• _PROMPT_
Each entry below has to be written out again without any change.

○ ○ ○ ○ ○ ○ ○

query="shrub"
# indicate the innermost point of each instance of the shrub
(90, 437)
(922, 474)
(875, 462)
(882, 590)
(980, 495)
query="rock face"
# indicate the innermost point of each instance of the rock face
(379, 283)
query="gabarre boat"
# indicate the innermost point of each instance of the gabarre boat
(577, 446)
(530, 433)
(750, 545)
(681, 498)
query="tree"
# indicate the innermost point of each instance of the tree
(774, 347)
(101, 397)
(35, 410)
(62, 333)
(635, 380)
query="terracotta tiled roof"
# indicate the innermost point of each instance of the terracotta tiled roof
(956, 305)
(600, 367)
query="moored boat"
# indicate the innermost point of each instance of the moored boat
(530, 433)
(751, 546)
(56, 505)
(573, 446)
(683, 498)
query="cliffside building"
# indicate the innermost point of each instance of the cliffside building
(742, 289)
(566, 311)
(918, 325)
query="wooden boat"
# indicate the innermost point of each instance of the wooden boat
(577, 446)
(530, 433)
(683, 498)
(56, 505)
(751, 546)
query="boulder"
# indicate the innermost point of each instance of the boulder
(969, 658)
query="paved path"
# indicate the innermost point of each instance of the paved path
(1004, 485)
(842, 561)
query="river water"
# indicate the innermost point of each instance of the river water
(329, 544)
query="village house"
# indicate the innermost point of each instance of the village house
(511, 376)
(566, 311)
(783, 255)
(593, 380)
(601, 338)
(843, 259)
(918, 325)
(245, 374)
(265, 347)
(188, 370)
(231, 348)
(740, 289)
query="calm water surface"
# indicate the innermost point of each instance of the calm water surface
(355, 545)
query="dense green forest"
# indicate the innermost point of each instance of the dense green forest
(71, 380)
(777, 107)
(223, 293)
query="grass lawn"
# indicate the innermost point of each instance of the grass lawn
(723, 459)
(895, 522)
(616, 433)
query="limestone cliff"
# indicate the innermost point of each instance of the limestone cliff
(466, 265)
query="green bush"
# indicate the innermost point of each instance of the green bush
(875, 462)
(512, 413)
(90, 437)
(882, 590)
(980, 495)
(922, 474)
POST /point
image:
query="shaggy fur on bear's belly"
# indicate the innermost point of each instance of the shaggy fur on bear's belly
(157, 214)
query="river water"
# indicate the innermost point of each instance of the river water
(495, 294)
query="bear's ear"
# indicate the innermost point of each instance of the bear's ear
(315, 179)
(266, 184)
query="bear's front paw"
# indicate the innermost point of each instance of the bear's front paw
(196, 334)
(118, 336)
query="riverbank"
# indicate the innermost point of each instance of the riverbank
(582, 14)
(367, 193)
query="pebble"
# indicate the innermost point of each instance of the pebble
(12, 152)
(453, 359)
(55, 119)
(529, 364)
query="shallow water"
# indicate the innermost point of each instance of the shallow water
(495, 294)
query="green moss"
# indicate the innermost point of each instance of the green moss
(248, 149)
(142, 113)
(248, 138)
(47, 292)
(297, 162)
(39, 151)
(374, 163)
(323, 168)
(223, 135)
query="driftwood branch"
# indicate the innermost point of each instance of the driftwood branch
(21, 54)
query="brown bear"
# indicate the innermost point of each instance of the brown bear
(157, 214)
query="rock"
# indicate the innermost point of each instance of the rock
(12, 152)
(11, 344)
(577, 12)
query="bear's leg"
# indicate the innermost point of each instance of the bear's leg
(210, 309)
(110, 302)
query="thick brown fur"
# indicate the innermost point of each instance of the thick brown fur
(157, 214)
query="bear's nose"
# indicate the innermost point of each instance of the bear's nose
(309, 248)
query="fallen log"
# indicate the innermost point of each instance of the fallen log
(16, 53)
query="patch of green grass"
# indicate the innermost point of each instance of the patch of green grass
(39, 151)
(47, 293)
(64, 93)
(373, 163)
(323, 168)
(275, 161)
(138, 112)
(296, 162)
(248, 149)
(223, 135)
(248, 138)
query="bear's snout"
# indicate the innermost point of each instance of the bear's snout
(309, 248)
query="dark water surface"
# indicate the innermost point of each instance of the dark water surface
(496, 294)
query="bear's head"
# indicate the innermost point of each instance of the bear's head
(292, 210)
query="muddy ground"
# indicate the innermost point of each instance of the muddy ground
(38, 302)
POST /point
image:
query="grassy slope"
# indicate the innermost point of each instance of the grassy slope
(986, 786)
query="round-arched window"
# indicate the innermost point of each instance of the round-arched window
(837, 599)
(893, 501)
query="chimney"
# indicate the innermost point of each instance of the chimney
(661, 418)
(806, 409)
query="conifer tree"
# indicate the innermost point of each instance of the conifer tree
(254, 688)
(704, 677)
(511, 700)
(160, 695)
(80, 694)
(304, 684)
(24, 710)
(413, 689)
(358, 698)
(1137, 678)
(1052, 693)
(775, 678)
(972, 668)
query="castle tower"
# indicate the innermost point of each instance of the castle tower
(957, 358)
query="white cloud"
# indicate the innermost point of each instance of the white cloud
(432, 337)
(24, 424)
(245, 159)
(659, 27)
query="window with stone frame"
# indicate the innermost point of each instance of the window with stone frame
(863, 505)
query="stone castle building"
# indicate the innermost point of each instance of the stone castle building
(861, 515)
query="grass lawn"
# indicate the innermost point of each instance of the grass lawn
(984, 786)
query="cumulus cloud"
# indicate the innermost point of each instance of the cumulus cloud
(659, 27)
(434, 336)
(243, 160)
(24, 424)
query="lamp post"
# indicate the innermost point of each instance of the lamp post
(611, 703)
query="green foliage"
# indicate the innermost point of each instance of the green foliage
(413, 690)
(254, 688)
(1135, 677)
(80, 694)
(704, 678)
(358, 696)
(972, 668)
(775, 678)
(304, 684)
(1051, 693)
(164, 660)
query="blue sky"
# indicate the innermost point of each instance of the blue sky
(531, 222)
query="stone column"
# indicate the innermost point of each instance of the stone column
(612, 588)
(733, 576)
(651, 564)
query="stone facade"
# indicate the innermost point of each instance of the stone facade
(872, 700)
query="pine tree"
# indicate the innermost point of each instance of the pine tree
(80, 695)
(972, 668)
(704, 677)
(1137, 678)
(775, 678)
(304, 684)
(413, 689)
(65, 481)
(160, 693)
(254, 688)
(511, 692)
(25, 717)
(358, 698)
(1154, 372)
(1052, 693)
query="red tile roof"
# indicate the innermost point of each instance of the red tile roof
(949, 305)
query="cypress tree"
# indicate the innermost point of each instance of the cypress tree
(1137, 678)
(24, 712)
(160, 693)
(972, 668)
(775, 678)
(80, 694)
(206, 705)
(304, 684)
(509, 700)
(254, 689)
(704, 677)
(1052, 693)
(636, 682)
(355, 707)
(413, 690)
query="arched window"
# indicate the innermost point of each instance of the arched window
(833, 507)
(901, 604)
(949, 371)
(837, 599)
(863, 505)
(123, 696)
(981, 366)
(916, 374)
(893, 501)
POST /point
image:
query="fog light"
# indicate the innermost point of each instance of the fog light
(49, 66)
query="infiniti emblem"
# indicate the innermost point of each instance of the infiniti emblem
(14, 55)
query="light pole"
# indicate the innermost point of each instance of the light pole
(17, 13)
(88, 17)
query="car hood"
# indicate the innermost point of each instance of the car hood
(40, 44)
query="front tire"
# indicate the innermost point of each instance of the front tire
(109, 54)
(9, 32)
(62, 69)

○ ○ ○ ○ ○ ○ ○

• _RESULT OF THIS EXERCISE_
query="shrub"
# indicate the innermost point of each instance of the shrub
(90, 437)
(922, 474)
(875, 462)
(882, 590)
(980, 495)
query="rock face"
# indicate the innermost point of each instance of the rock face
(379, 283)
query="gabarre boat"
# indicate the innermost point of each instance of the gabarre boat
(577, 446)
(530, 433)
(750, 545)
(681, 498)
query="tree"
# indicate the innermost point of each instance of the tree
(774, 347)
(101, 397)
(35, 410)
(62, 333)
(635, 380)
query="terracotta tiled roof"
# indicate the innermost point of each instance of the terracotta tiled roof
(956, 305)
(600, 367)
query="moored boat"
# indicate the innermost point of each instance of the moored boat
(530, 433)
(751, 546)
(56, 505)
(573, 446)
(683, 498)
query="cliffside building"
# indicate the innermost point of each instance of the cliffside building
(742, 289)
(566, 311)
(918, 325)
query="wooden boat"
# indicate the innermost point of each instance of the wooden boat
(577, 446)
(530, 433)
(683, 498)
(56, 505)
(751, 546)
query="boulder"
# indicate the innermost point of each instance of the boulder
(969, 658)
query="paved path"
# indicate the innermost point of each instance of the paved path
(1004, 485)
(842, 561)
query="river water"
# indicate the innermost point of each instance of the river water
(329, 544)
query="village house"
# indicate the innermost point of each instance of the village house
(511, 376)
(566, 311)
(783, 255)
(593, 380)
(601, 338)
(843, 259)
(918, 325)
(245, 374)
(265, 347)
(188, 370)
(231, 348)
(740, 289)
query="calm water surface"
# indicate the innermost point of each instance of the calm water surface
(355, 545)
query="dense green forest"
# indicate the innermost point of each instance of the dense green forest
(71, 380)
(777, 107)
(223, 293)
query="grass lawn"
# indicate the innermost point of each instance of the grass lawn
(723, 459)
(895, 522)
(616, 433)
query="limestone cliff"
# indicate the innermost point of each instance of the limestone cliff
(466, 265)
query="green bush"
# indicate the innermost point of each instance of the green bush
(875, 462)
(512, 413)
(90, 437)
(882, 590)
(980, 495)
(922, 474)
POST /point
image:
query="shaggy fur on bear's belly"
# indicate the innermost point of each instance of the shaggy fur on bear's belly
(157, 214)
query="river water"
# indicate the innermost point of each instance of the river water
(495, 294)
query="bear's ear"
# indicate the innermost point of each instance of the bear's ear
(315, 179)
(266, 184)
query="bear's front paw"
# indicate the innermost point of each instance of the bear's front paw
(196, 334)
(118, 336)
query="riverbank"
# indicate the innermost point of each instance of the riverbank
(582, 14)
(367, 193)
query="pebble"
# indicate the innermost point of each instance of the pebble
(12, 152)
(453, 359)
(55, 119)
(529, 364)
query="shallow water"
# indicate the innermost point of each instance of the shallow water
(495, 294)
query="green moss"
# indicate the innermost point of each instance of the green moss
(248, 149)
(142, 113)
(248, 138)
(47, 292)
(297, 162)
(39, 151)
(374, 163)
(323, 168)
(223, 135)
query="driftwood branch"
# indicate the innermost point of each instance of the driftwood branch
(21, 54)
query="brown bear"
# indicate the innermost point of each instance of the brown bear
(157, 214)
query="rock"
# indicate the innermost point of each instance of the rock
(12, 152)
(11, 344)
(577, 12)
query="bear's leg"
# indicate the innermost point of each instance of the bear's leg
(210, 309)
(110, 302)
query="thick brown fur"
# indicate the innermost point of each instance of the thick brown fur
(157, 214)
query="bear's nose"
# indicate the innermost point of each instance of the bear's nose
(309, 248)
query="fallen log"
# indicate the innermost point of each instance of the fallen log
(16, 53)
query="patch of green grass"
# indicate the innermost point of each instance of the patch of green grass
(39, 151)
(47, 293)
(64, 93)
(373, 163)
(323, 168)
(275, 161)
(138, 112)
(296, 162)
(248, 149)
(223, 135)
(248, 138)
query="bear's snout"
# indicate the innermost point of each instance of the bear's snout
(309, 248)
query="dark water surface"
# indicate the innermost point of each instance of the dark water surface
(496, 294)
query="bear's head"
# indicate the innermost point of each instance of the bear's head
(292, 210)
query="muddy ground"
# indicate the innermost point of each instance of the muddy ground
(38, 302)
POST /point
image:
query="grassy slope"
# indicate the innermost point of each instance of the grassy slope
(986, 786)
query="round-arched window"
# indicate the innermost point of each instance of the round-arched window
(837, 599)
(893, 501)
query="chimney"
# indicate the innermost point of each instance of the chimney
(661, 418)
(806, 409)
query="conifer tree"
# indicate the innermost point of each instance of the conifer tree
(254, 688)
(704, 677)
(511, 700)
(160, 695)
(80, 694)
(304, 684)
(24, 710)
(413, 689)
(358, 698)
(1137, 678)
(1052, 693)
(775, 678)
(972, 668)
query="castle tower"
# indicate the innermost point of each instance of the castle tower
(957, 358)
query="white cloud"
# indicate the innermost point of each instance of the white cloud
(432, 337)
(24, 424)
(245, 159)
(659, 27)
query="window with stone frame"
# indicate the innermost point of each instance of the window with stone frame
(863, 505)
query="stone castle building"
# indicate the innermost point of each instance of the stone castle building
(861, 515)
query="grass lawn"
# indicate the innermost point of each instance of the grass lawn
(984, 786)
query="cumulus cloud"
# indicate the innermost point of each instance of the cumulus cloud
(659, 27)
(434, 336)
(243, 160)
(24, 424)
query="lamp post"
# indicate the innermost point of each instance of the lamp post
(611, 703)
query="green foliage"
# indicate the innermost point of each instance of the green foliage
(413, 690)
(254, 688)
(1135, 677)
(80, 694)
(704, 678)
(358, 696)
(972, 668)
(775, 678)
(304, 684)
(1051, 693)
(164, 660)
query="blue sky"
# indicate the innermost point of each instance of the blue sky
(531, 222)
query="stone column"
# indicate the innermost point of each instance of the stone column
(612, 588)
(733, 576)
(651, 564)
query="stone facade"
# indicate the innermost point of each instance of the stone facade
(872, 700)
query="pine tree"
# indicate the innermost point of each instance of the pine tree
(80, 695)
(972, 668)
(704, 677)
(1137, 678)
(775, 678)
(304, 684)
(413, 689)
(65, 481)
(160, 693)
(254, 688)
(511, 692)
(25, 717)
(358, 698)
(1154, 372)
(1052, 693)
query="red tile roof"
# indicate the innermost point of each instance of the red tile roof
(949, 305)
query="cypress tree"
# indicate the innermost point of each instance of the cypress tree
(1137, 678)
(24, 712)
(160, 693)
(972, 668)
(775, 678)
(80, 694)
(206, 705)
(304, 684)
(509, 700)
(254, 689)
(704, 677)
(1052, 693)
(636, 682)
(355, 707)
(413, 690)
query="arched window"
# indicate the innermost point of each instance of the arched window
(833, 507)
(901, 604)
(949, 371)
(837, 599)
(863, 505)
(123, 696)
(981, 366)
(916, 374)
(893, 501)
POST /point
image:
query="fog light"
# indicate the innermost point of each instance of the fog light
(49, 66)
query="infiniti emblem"
# indicate the innermost point of each instance of the infiniti emblem
(14, 55)
query="light pole"
# indicate the innermost point of each instance of the light pole
(17, 13)
(88, 17)
query="car hood"
# indicate the innermost point of each instance of the car hood
(40, 44)
query="front tire"
# indicate the innermost point of each instance of the front tire
(109, 54)
(9, 32)
(62, 69)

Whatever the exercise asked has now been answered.